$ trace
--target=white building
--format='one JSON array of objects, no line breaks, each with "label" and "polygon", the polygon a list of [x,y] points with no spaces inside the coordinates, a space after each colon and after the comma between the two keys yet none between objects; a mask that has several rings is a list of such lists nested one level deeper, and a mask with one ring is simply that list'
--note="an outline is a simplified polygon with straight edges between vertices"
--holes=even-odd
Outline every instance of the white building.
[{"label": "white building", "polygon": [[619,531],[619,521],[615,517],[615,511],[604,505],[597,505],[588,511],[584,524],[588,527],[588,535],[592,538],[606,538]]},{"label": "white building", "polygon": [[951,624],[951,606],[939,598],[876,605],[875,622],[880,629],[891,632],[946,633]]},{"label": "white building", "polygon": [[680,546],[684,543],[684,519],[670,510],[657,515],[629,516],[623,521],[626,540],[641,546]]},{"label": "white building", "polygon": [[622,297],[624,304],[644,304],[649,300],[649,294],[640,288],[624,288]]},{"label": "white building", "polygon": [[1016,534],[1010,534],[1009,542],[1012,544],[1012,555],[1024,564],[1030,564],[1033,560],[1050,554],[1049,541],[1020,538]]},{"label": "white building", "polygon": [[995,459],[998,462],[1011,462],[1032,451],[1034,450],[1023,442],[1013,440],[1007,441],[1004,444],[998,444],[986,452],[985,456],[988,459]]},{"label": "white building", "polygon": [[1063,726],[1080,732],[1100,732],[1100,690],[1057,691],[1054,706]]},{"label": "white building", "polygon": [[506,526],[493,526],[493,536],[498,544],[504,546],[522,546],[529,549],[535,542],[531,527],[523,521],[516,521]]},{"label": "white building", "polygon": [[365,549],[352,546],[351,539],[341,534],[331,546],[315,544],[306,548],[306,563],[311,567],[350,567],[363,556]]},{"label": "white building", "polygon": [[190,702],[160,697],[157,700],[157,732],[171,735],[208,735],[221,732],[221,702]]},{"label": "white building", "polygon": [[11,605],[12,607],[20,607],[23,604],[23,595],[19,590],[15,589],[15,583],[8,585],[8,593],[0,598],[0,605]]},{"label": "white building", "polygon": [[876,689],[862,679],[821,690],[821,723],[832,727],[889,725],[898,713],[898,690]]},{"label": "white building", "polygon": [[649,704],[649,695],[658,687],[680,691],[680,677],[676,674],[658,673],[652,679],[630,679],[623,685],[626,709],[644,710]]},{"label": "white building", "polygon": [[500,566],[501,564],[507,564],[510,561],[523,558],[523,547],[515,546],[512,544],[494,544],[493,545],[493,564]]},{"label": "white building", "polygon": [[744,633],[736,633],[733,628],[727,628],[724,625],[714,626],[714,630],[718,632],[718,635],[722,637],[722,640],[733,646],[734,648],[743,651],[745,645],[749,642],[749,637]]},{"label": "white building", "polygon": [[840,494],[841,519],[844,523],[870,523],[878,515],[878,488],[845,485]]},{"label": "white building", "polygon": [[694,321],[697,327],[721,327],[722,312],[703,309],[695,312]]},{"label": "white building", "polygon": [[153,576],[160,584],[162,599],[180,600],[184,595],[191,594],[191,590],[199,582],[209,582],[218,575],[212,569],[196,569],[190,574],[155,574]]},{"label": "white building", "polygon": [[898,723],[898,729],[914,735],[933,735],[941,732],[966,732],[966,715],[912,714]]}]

....

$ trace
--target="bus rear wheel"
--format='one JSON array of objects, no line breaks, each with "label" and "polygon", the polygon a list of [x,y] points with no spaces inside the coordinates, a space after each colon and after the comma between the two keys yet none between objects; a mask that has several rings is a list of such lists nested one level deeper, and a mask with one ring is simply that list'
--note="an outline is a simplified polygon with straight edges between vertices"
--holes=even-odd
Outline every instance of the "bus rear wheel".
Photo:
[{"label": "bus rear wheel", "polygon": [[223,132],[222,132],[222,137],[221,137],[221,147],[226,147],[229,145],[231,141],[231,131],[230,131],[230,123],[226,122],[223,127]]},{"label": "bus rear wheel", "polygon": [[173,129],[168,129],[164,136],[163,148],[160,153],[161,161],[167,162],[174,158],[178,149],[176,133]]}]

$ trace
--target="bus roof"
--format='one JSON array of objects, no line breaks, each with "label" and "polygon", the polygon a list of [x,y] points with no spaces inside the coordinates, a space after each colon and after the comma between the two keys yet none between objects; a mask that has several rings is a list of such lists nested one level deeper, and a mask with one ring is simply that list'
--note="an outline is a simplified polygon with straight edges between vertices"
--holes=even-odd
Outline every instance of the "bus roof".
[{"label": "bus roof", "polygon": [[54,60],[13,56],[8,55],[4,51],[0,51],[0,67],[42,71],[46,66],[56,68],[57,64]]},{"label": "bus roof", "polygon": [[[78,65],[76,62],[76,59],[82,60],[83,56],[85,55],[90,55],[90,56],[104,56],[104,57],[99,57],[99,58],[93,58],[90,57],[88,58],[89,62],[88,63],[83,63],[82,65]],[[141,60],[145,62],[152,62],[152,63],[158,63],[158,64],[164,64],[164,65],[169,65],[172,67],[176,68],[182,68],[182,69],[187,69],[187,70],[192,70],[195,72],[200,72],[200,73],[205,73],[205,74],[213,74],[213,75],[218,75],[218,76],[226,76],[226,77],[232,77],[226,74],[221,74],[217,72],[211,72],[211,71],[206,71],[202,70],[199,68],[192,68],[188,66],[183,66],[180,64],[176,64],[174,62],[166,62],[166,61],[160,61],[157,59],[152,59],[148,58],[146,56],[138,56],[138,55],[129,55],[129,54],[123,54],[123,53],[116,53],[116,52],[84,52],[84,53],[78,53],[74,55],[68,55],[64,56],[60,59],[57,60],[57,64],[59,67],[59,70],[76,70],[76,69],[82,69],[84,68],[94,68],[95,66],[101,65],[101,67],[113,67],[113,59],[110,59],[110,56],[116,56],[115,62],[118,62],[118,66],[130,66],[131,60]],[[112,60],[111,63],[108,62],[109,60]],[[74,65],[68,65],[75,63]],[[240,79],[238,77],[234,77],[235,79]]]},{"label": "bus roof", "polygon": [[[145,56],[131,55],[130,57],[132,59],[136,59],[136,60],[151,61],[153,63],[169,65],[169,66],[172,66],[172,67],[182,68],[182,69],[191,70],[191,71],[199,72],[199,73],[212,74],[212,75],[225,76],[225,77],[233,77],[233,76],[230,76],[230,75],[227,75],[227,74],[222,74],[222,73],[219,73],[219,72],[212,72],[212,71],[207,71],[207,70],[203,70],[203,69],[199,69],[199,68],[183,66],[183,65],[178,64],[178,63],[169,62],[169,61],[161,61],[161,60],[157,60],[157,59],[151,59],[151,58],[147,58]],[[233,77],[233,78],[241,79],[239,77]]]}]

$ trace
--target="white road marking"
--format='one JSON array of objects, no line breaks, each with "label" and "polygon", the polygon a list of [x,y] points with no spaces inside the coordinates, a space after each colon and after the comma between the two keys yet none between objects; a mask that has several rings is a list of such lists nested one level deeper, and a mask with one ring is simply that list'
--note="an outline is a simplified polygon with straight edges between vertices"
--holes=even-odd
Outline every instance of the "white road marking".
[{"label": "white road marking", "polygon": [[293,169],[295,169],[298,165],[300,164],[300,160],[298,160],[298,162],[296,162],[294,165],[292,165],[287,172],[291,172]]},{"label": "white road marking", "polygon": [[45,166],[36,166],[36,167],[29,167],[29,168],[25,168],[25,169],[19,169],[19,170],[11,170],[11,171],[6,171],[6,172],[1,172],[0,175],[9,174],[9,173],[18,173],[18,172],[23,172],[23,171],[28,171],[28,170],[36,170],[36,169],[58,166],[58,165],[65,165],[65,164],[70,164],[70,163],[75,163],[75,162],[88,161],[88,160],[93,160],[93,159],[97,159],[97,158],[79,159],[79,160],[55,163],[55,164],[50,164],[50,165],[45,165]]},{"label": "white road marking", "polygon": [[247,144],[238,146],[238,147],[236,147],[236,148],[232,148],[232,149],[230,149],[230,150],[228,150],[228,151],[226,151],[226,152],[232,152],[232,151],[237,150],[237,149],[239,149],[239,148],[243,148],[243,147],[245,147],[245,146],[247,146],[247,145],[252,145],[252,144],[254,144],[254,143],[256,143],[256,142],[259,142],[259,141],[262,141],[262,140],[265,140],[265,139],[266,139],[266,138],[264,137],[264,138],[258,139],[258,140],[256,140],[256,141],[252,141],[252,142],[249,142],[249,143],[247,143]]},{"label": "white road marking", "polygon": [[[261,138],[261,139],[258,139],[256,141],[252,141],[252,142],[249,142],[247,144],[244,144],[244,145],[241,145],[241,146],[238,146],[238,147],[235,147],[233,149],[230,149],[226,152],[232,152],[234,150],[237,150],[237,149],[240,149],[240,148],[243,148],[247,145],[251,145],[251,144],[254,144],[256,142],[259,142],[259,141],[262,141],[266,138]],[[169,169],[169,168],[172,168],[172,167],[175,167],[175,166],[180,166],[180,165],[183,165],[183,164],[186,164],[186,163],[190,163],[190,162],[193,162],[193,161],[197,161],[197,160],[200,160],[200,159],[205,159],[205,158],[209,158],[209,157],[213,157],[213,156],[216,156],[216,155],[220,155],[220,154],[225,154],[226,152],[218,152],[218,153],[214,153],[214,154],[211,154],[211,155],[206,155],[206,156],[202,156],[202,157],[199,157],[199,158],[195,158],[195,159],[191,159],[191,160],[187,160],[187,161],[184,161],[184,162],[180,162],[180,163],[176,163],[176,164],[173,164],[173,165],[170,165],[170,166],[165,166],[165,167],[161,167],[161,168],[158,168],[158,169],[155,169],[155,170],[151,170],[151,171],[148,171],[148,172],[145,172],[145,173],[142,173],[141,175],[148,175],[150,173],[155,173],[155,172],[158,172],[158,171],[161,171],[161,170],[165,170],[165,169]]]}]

....

TO DO: Lines holding "target" in the material above are to be reported.

WRITTEN ANSWER:
--target=white building
--target="bus rear wheel"
--target="bus roof"
--target="white road marking"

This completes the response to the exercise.